▶ [Stated task]
Starting at the beginning of the material below and ending with the line that contains "<point>168,102</point>", write out every line again, adding 108 to each coordinate in the answers and leaving all other wording unchanged.

========================================

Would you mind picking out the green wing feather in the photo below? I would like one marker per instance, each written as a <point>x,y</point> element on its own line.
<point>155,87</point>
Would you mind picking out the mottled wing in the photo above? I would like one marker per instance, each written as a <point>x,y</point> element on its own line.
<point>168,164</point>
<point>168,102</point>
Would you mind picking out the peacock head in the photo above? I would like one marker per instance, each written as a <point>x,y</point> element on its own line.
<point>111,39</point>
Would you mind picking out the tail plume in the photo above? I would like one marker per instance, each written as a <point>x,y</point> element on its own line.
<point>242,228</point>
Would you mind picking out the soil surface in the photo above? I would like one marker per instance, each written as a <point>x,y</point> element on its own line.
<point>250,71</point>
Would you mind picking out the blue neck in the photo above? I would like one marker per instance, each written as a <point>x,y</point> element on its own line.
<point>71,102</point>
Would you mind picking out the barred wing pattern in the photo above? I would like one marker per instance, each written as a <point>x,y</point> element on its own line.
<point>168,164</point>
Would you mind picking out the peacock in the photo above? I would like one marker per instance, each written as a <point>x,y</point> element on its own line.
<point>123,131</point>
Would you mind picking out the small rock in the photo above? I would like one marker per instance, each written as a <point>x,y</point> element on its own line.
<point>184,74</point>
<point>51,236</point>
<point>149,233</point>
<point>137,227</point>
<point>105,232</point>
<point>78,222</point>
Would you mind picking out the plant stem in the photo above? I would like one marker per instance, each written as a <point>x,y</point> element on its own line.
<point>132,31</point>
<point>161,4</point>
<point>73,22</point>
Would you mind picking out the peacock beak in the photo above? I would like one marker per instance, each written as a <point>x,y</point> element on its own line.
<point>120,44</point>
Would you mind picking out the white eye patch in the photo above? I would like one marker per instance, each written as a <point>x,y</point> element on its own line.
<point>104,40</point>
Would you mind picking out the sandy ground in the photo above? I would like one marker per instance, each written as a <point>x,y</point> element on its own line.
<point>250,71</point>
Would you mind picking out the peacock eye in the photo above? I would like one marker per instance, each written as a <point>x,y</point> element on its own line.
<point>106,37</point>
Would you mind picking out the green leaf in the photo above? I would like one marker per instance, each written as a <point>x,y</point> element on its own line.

========================================

▶ [Result of the exercise]
Would you mind picking out the green wing feather in the photo below? I would like one marker per instance, each written as a <point>x,y</point> element on its own line.
<point>263,195</point>
Would you mind picking out the mottled wing in the photo above? I would like one marker per instance, each written as a <point>x,y</point> element on its own line.
<point>276,272</point>
<point>276,210</point>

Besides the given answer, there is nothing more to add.